#### WHAT THE TASK ASKS:
Retype the lines from the one containing "the camouflage pattern" down to the one containing "x=210, y=140", with both of those lines included.

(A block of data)
* start *

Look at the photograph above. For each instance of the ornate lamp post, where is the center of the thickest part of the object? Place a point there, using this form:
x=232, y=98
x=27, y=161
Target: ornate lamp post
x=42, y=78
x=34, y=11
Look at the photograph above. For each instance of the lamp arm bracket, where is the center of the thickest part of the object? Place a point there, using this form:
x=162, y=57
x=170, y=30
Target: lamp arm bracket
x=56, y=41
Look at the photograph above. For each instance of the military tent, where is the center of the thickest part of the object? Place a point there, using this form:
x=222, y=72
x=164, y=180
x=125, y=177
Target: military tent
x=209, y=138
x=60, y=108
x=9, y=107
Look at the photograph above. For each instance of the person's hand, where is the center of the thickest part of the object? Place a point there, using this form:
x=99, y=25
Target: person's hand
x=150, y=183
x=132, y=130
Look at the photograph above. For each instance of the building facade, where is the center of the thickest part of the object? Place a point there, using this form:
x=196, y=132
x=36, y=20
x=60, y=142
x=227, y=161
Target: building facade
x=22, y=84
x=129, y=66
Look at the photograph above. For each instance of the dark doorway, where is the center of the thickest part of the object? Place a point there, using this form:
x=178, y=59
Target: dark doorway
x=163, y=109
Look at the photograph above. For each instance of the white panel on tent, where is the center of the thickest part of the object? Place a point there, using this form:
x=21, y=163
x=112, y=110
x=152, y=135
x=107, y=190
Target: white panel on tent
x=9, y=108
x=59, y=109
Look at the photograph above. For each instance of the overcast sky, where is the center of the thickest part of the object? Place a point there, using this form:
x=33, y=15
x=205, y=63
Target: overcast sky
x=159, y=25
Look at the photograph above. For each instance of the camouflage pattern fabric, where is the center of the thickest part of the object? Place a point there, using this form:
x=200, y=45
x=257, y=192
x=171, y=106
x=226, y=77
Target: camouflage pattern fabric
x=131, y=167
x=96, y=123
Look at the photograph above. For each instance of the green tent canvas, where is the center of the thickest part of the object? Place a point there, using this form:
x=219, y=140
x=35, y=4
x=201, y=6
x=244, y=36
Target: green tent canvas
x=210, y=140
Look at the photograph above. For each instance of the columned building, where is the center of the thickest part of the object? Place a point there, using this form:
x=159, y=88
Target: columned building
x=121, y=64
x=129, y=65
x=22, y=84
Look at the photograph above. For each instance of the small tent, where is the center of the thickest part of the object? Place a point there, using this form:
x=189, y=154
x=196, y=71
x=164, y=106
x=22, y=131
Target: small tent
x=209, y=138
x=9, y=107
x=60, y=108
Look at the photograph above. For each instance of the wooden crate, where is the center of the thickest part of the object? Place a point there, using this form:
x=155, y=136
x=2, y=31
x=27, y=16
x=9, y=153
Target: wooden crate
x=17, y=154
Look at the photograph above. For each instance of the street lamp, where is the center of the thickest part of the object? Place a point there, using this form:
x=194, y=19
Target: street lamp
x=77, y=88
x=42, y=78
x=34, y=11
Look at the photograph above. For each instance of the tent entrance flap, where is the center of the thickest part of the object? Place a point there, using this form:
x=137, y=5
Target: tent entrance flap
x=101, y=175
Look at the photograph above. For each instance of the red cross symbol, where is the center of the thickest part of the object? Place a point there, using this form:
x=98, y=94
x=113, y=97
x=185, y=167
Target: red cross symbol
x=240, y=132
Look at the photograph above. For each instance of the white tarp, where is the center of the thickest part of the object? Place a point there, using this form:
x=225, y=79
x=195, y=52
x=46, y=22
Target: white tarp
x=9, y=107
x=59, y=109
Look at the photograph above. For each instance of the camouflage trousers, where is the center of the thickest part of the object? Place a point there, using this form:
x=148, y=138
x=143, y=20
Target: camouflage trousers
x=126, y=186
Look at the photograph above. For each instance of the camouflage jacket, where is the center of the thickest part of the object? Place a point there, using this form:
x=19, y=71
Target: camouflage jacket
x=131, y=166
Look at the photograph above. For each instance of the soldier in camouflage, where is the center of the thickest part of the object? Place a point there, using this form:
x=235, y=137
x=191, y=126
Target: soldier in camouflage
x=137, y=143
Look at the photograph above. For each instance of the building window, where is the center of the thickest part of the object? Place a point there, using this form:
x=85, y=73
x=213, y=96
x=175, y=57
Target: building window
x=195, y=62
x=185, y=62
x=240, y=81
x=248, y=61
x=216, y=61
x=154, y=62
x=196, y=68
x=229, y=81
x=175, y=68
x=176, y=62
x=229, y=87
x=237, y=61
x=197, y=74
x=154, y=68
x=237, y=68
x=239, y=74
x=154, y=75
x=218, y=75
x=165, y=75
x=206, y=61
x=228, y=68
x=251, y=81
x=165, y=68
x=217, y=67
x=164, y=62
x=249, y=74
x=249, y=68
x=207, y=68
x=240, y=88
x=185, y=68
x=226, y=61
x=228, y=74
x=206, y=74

* end *
* start *

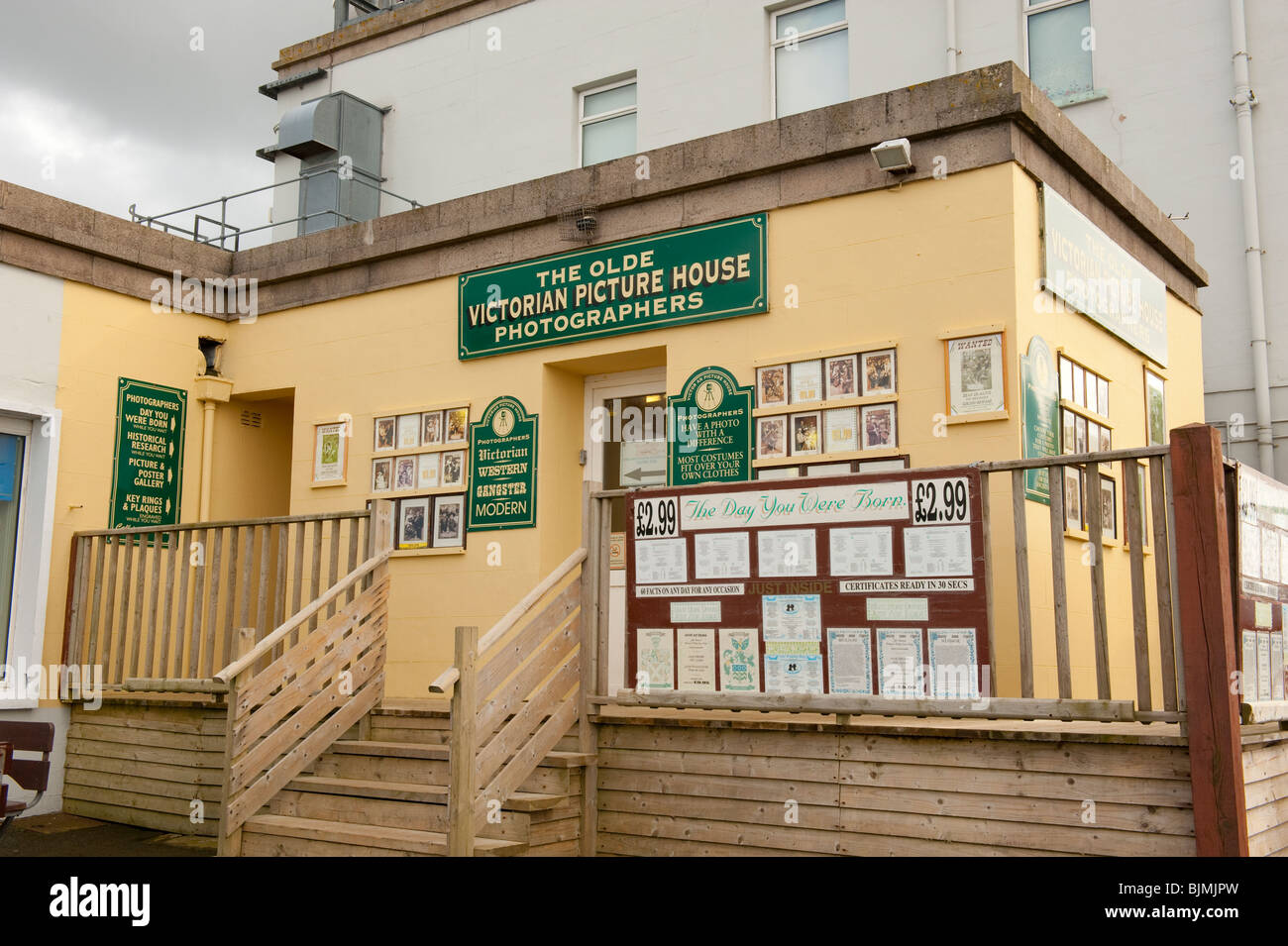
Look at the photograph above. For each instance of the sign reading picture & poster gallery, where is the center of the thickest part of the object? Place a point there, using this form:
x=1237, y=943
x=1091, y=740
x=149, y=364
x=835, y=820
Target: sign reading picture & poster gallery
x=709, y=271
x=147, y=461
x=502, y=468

* end *

#### SOLUTION:
Look at the photograph above. For each instance of the camouflage pattern fabric, where is the center of the thickest part of the object? Place a point there, using this form:
x=200, y=45
x=257, y=192
x=171, y=106
x=226, y=77
Target: camouflage pattern fabric
x=131, y=167
x=96, y=123
Look at the photograph above. For each instance of the green tent canvas, where is the center of the thickest part of the object? Place a point there, using this form:
x=219, y=140
x=35, y=4
x=201, y=6
x=244, y=36
Target: green tent canvas
x=210, y=140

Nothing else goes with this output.